## The problem
Could you rewrite all the records below as a numbered list, skipping any blank lines and leaving the pictures out?

Object detection data
--------

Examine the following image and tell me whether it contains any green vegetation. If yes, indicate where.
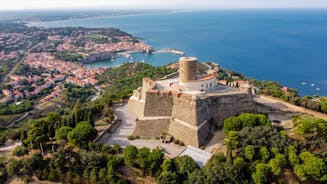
[56,126,73,141]
[12,146,29,157]
[55,51,84,62]
[249,79,327,113]
[293,116,327,162]
[223,113,271,133]
[99,63,176,102]
[0,60,327,184]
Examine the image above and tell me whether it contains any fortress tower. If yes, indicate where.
[128,57,257,147]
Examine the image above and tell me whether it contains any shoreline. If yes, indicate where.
[154,48,185,56]
[117,48,185,58]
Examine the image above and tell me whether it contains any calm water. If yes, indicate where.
[29,10,327,95]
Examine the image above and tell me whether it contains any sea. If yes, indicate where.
[29,9,327,96]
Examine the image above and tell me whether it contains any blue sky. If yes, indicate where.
[0,0,327,10]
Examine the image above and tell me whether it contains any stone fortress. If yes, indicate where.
[128,57,257,147]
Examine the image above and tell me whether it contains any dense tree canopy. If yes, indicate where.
[223,113,271,133]
[68,122,97,147]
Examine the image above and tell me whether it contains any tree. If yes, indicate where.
[136,147,151,174]
[174,155,198,177]
[123,146,138,165]
[251,163,269,184]
[27,127,49,148]
[149,149,164,176]
[160,158,176,172]
[269,154,287,176]
[223,113,271,133]
[12,146,29,157]
[86,111,94,126]
[321,101,327,113]
[72,99,83,125]
[244,145,255,161]
[157,171,180,184]
[188,169,204,184]
[260,147,270,162]
[237,126,292,153]
[295,151,327,180]
[56,126,73,140]
[67,122,97,148]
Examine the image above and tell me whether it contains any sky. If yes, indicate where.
[0,0,327,10]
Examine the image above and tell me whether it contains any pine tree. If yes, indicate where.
[87,111,94,126]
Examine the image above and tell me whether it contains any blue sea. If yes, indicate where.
[27,9,327,96]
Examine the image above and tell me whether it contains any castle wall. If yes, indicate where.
[172,94,198,126]
[127,96,145,117]
[133,117,170,138]
[144,90,173,117]
[168,118,212,147]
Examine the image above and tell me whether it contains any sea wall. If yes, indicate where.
[208,93,258,126]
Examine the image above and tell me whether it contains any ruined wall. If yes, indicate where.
[141,78,157,100]
[168,118,212,147]
[127,96,145,117]
[144,90,173,117]
[133,118,170,138]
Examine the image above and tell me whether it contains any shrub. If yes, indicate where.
[223,113,271,133]
[67,121,97,147]
[12,146,29,157]
[174,139,179,144]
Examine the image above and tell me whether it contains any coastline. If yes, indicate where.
[117,48,185,58]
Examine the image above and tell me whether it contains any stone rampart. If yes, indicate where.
[144,90,173,117]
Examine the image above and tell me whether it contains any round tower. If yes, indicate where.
[179,57,197,83]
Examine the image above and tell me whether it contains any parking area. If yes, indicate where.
[103,104,185,157]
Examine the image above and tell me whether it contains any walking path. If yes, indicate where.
[103,104,185,157]
[254,95,327,120]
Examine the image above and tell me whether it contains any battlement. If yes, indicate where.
[142,78,157,89]
[128,57,257,147]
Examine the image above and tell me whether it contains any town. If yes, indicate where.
[0,26,152,108]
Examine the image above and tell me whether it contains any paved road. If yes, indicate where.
[104,104,185,157]
[0,142,22,155]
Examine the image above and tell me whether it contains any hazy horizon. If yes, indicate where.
[0,0,327,11]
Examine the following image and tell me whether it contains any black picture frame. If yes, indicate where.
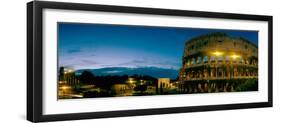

--------

## Answer to this task
1. Examine the following image and tell me whether it contains any green vegetation. If yes, indicate where.
2. [56,126,73,141]
3. [12,146,29,157]
4. [55,51,84,62]
5. [249,79,327,113]
6. [293,116,327,162]
7. [223,113,271,133]
8. [99,63,176,102]
9. [0,60,327,184]
10. Examine the image above and tell me whether it contains any fortress tower. If yes, indicate where.
11. [128,57,257,147]
12. Examine the image above and tell me whether it contains any shoreline. If yes, indicate where.
13. [154,48,185,56]
14. [117,48,185,58]
15. Examine the image above and tell me whether it contains any calm water. If yes, indicate where.
16. [29,10,327,95]
17. Examine the image above and tell me whether it contains any sea. If yes, indicate where.
18. [29,9,327,96]
19. Examine the image above and tell me whether it contains any blue sky. If yes, indicate where.
20. [0,0,327,10]
21. Examine the image above and tell me whether it contains any stone fortress. If yes, indicate where.
22. [128,57,257,147]
23. Examine the image above and tell me whether it contains any dense tree canopy. If yes, indicate where.
24. [223,113,271,133]
25. [68,122,97,147]
26. Examine the image above and tell me whether it contains any tree. If yes, indicate where.
27. [136,147,151,174]
28. [174,155,198,177]
29. [123,146,138,165]
30. [251,163,269,184]
31. [27,127,49,148]
32. [149,149,164,176]
33. [160,158,176,172]
34. [269,154,287,176]
35. [223,113,271,133]
36. [12,146,29,157]
37. [86,111,94,126]
38. [321,101,327,113]
39. [72,99,83,125]
40. [244,145,255,161]
41. [157,171,180,184]
42. [188,169,204,184]
43. [260,147,270,162]
44. [237,126,292,153]
45. [295,151,327,180]
46. [56,126,73,140]
47. [67,122,97,148]
48. Examine the image above and tell me whether it contains any sky. If yes, indicate where.
49. [0,0,327,10]
50. Examine the image above and tell me whether it contains any pine tree. If yes, indicate where.
51. [87,111,94,126]
52. Examine the image above and tell me whether it contains any blue sea. If yes, indicate where.
53. [27,9,327,96]
54. Examine the image above and tell me whether it contains any castle wall. If yes, indicate where.
55. [172,94,198,126]
56. [127,96,145,117]
57. [133,117,170,138]
58. [144,90,173,117]
59. [168,118,212,147]
60. Examine the image above and tell me whether it contains any sea wall. If yes, indicate where.
61. [208,93,258,126]
62. Examine the image above and tell me whether it contains any ruined wall. If yes, indicate where.
63. [141,78,157,100]
64. [168,118,212,147]
65. [127,96,145,117]
66. [144,90,173,117]
67. [133,118,170,138]
68. Examine the image above and tell me whether it contains any shrub. If yes, indicate where.
69. [223,113,271,133]
70. [67,121,97,147]
71. [12,146,29,157]
72. [174,139,179,144]
73. Examine the image above and tell me whether it contains any coastline. If yes, indicate where.
74. [117,48,185,58]
75. Examine the image above and tell me whether it contains any stone rampart. If yes, indicate where.
76. [144,90,173,117]
77. Examine the image above and tell me whether it contains any round tower. If yes, indicate where.
78. [179,57,197,83]
79. Examine the image above and tell me whether it contains any parking area. If yes, indicate where.
80. [103,104,185,157]
81. Examine the image above and tell me whether it contains any walking path. If yes, indicate where.
82. [103,104,185,157]
83. [254,95,327,120]
84. Examine the image above and tell me whether it contains any battlement. If yes, indicate where.
85. [142,78,157,89]
86. [128,57,257,147]
87. Examine the image above and tell me whether it contains any town. If yes, indicate where.
88. [0,26,152,108]
89. Examine the image above and tell me whether it contains any paved road. If yes, indicate where.
90. [104,104,185,157]
91. [0,142,22,155]
92. Examine the image above and tell me whether it contains any hazy horizon. If yes, indicate where.
93. [0,0,327,11]
94. Examine the following image and tell me whether it contains any black picture frame. If yes, indicate where.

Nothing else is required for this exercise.